-- Given entries --
-------
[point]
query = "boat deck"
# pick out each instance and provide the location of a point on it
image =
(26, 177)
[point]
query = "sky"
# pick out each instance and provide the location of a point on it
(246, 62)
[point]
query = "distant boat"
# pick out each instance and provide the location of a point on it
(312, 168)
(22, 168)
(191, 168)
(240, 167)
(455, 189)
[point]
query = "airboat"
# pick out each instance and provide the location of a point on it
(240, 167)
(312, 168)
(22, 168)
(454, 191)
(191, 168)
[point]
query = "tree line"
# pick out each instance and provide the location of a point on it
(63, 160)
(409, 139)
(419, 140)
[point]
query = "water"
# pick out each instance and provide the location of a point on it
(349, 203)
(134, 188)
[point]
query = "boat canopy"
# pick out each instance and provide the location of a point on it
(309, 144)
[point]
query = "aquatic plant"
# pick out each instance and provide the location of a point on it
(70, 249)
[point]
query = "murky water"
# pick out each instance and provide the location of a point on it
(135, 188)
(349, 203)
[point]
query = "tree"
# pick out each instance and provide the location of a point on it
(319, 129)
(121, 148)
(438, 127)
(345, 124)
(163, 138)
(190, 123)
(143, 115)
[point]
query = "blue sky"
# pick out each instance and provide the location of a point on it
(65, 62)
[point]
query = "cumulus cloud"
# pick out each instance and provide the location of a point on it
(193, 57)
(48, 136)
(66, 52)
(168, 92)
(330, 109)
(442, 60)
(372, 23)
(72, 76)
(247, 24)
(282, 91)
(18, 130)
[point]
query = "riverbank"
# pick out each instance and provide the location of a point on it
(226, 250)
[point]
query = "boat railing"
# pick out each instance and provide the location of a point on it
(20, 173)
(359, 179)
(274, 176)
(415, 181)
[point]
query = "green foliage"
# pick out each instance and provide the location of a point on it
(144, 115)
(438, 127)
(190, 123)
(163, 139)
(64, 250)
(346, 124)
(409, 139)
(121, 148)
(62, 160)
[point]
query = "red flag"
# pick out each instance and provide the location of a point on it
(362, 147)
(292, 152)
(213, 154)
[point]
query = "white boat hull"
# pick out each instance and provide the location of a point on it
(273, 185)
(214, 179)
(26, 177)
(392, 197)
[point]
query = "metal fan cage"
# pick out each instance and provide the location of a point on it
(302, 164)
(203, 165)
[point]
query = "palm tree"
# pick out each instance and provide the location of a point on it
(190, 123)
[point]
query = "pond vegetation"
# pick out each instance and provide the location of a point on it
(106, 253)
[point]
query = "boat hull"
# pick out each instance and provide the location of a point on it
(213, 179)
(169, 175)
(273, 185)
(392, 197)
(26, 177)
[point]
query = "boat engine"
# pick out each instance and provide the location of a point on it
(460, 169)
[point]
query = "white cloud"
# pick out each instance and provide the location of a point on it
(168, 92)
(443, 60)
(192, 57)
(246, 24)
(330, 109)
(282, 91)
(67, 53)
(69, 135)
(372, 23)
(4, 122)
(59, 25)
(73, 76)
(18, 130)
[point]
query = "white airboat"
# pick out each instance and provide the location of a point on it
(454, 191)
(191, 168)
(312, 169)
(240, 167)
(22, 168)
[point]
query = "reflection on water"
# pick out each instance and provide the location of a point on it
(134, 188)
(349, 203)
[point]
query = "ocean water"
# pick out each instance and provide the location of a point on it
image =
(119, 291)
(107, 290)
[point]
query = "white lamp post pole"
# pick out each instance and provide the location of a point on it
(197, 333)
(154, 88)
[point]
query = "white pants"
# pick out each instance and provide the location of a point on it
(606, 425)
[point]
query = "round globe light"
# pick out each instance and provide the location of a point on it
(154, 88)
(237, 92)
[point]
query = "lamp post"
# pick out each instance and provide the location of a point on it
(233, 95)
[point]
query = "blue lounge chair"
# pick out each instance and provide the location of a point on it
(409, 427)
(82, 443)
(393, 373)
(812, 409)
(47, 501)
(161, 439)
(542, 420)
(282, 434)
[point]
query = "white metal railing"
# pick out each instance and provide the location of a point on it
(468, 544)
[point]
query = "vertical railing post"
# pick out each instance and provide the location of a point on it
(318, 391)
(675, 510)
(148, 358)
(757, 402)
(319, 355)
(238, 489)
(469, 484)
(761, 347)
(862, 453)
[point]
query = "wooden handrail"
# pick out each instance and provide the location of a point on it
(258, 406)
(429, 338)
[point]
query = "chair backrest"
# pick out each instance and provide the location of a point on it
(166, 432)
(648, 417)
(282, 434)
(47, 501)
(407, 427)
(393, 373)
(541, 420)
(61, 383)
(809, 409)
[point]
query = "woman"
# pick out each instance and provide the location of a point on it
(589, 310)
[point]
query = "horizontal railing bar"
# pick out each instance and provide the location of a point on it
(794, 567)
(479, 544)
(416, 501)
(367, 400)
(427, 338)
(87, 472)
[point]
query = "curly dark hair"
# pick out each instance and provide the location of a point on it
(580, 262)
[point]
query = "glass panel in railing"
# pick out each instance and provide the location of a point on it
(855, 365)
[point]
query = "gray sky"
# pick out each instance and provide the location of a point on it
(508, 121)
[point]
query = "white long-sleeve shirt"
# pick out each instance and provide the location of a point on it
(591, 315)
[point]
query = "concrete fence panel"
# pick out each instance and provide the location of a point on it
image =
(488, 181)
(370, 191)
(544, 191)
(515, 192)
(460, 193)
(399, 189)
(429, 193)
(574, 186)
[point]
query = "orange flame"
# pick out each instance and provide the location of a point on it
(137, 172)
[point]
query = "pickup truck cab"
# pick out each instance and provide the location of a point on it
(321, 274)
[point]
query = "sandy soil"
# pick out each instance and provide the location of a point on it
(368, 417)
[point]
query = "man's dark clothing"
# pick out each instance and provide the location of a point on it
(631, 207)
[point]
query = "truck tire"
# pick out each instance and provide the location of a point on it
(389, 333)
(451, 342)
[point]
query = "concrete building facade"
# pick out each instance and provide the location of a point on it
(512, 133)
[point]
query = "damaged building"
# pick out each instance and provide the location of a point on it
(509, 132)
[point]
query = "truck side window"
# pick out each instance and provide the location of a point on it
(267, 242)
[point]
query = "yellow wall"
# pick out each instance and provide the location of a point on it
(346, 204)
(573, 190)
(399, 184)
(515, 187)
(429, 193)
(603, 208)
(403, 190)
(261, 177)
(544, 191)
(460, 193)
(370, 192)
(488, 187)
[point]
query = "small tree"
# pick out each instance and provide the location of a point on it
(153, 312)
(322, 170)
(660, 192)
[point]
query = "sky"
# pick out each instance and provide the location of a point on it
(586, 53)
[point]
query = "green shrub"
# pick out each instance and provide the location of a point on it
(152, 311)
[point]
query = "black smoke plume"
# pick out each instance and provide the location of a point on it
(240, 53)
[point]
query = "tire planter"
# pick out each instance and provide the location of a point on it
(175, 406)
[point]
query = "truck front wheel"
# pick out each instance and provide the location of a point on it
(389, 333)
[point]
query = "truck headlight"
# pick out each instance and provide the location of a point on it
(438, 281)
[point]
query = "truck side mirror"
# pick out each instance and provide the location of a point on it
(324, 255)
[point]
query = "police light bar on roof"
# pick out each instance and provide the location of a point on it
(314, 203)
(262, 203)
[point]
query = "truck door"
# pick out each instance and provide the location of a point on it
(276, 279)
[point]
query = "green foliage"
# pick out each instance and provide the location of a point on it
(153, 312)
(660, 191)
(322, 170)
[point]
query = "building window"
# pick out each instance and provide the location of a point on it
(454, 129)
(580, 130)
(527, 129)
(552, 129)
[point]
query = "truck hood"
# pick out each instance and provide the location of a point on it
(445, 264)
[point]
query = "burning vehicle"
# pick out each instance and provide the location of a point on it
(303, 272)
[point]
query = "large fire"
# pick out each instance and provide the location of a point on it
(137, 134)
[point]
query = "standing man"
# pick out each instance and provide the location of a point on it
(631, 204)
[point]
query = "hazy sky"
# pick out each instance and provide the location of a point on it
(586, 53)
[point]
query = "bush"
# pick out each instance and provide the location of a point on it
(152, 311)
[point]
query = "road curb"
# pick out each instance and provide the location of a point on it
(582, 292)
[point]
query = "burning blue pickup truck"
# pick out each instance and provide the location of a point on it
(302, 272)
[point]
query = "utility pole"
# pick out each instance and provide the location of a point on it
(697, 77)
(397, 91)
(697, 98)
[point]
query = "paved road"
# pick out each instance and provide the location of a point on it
-------
-- Written problem --
List every line of the listing that contains the string "pole", treating uppercase and lowercase letters as distinct.

-- Response to this exercise --
query = "white lamp post pole"
query = "utility pole"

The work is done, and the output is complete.